■ Text block ■

___

Funny this Ask Slashdot should come up. I was looking at some Bash guides on TLDP just today and many of them are really poorly written and in sore need of modernization in style and layout, as well as some good copy editing. As someone with a passion for good documentation and writing and an eagerness to help out the open source community, I'd gladly put in work to update some of these. Unfortunately looking through the TLDP site, it looks it's fallen in to serious disrepair. The status page for updates and reviews looks like much of it hasn't been updated in around 2 years, and it's hard to find what the procedure for updating or contributing is these days. It looks like the mailing lists are not quite so active either, and most of the few discussions there are seem to resolve around licensing of documentation and some other not quite so productive topics. Is this site even relevant any more? Is it time for some people to get together and form something new and distribute some nicer formatter, better written, and quality standard documentation?

Distro forums aren't very good. (3, Interesting)

Short Circuit (52384) | more than 7 years ago | (#18798021)

I'm sorry, but distro forums (Ubuntu's, at least) aren't very useful. Every time I need to Google to resolve an issue, the top link is to an Ubuntu forum. Someone's laid out the question clearly and concisely, and is either ignored, or is told "RTFM".

It bears mentioning again: The questions were worded well, with important details provided.

Re:Distro forums aren't very good. (2, Interesting)

Anonymous Coward | more than 7 years ago | (#18798201)

It's even worse than that on Ubuntu's forums
advices are utterly inadequate too....
like a dkpg-reconfigure --all
just to reconfigure ONE package that failed....
(and reading at the man of the command won't help you to much either because then you have to know what is the package that accept the reconfiguration since the command returns nothing in numerous cases...)

of course it works.....no it doesn't really help in the long time.
Should I mention how many dummies are just advicing to change edgy to feisty in sourcelist to upgrade to feisty when the official stance is NOT TO DO that....

___

■ Entries shown ■
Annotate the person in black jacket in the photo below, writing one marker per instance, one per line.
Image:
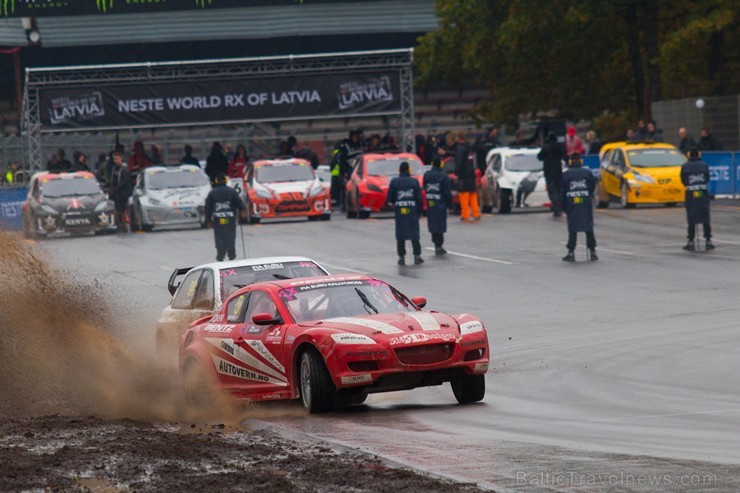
(404, 194)
(222, 204)
(576, 192)
(216, 163)
(695, 177)
(552, 156)
(120, 190)
(465, 171)
(439, 200)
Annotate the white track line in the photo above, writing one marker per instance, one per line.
(475, 257)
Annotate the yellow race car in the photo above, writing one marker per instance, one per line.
(639, 173)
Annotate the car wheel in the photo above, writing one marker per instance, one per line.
(624, 197)
(197, 388)
(317, 389)
(468, 388)
(504, 201)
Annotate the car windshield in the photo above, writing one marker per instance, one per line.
(389, 167)
(235, 278)
(347, 298)
(67, 187)
(655, 158)
(523, 162)
(291, 172)
(175, 178)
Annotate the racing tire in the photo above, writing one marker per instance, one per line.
(197, 390)
(504, 201)
(317, 389)
(468, 388)
(624, 197)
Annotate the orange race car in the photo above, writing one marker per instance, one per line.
(278, 188)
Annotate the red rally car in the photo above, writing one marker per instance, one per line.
(367, 187)
(330, 341)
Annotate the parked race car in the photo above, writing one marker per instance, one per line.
(367, 187)
(330, 341)
(279, 188)
(66, 203)
(639, 173)
(203, 289)
(167, 196)
(513, 177)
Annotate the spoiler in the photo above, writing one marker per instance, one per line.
(171, 286)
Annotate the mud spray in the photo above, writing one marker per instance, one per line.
(57, 354)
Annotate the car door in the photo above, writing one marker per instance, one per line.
(260, 347)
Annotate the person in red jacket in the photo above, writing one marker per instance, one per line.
(573, 143)
(238, 163)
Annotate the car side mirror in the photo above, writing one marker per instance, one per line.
(420, 301)
(265, 319)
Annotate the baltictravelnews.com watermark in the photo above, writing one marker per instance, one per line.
(573, 478)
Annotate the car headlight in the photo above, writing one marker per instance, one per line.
(49, 210)
(262, 193)
(644, 178)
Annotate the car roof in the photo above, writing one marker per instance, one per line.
(254, 261)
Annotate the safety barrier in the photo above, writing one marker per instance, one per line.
(11, 202)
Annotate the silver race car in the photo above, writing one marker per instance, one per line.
(169, 196)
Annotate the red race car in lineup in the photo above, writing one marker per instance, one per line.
(330, 341)
(367, 187)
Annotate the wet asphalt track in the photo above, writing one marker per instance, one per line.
(617, 374)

___

■ Exercises to complete ■
a) Copy, line for line, the part of the records that opens with the line containing "Annotate the car headlight" and runs through the last line of the records, including both ends.
b) Write the next part of the thread about Linux documentation and Ubuntu's forums, starting after its last sentence.

■ Outputs ■
a)
Annotate the car headlight in the photo above, writing one marker per instance, one per line.
(49, 210)
(262, 193)
(644, 178)
Annotate the car roof in the photo above, writing one marker per instance, one per line.
(254, 261)
Annotate the safety barrier in the photo above, writing one marker per instance, one per line.
(11, 202)
Annotate the silver race car in the photo above, writing one marker per instance, one per line.
(169, 196)
Annotate the red race car in lineup in the photo above, writing one marker per instance, one per line.
(330, 341)
(367, 187)
Annotate the wet asphalt track in the photo above, writing one marker per instance, one per line.
(617, 374)

b)
Ubuntu forums are NOT a good source of information when you have a problem.
They are a good source of information to know that you are not alone struggling with one of their numerous bugs though.

Re:Distro forums aren't very good. (1)

Short Circuit (52384) | more than 7 years ago | (#18798339)

I just wish Ubuntu forums wasn't the top entry in any google search for my issues.

Re:Distro forums aren't very good. (0)

Anonymous Coward | more than 7 years ago | (#18805687)

Forums are a bunch of socialites helping each other.

Check out the real help pages. help.ubuntu.com (and the community section of that).

Re:Distro forums aren't very good. (1)

dylan_- (1661) | more than 6 years ago | (#18841727)

It bears mentioning again: The questions were worded well, with important details provided.
No, they were poorly written, with no details of any worth, and despite this they were answer helpfully and completely.

Hey, since we're not providing any links, we can just make up any old crap, yes? Oops! Did I just give away your secret posting technique? Sorry...

Re:Distro forums aren't very good. (1)

Short Circuit (52384) | more than 6 years ago | (#18842951)

Next time I run into a similar issue, I'll send you some.

Wait...not providing contact information? So we can say any old thing online without accountability, right? A four-digit UID is the only thing separating you from Anonymous Cowards. Well, that, and I've seen better comments posted as AC.

As one example, I encountered a bizarre issue with the NVIDIA driver that responded in some sort of object allocation error. A google for the error came back with an Ubuntu forum post complete with a description of the error and some X logs. But not one reply.

None of the other search results gave better answers, and I wound up giving up trying to get the NVidia driver working on that system. (Which didn't bother me. It wasn't my system, and the guy who wanted 3D acceleration refused to understand that it wasn't necessary for the software-rendered Windows game he was already running under WINE.)

Re:Distro forums aren't very good. (1)

dylan_- (1661) | more than 7 years ago | (#18852147)

"Contact information"? What are you talking about?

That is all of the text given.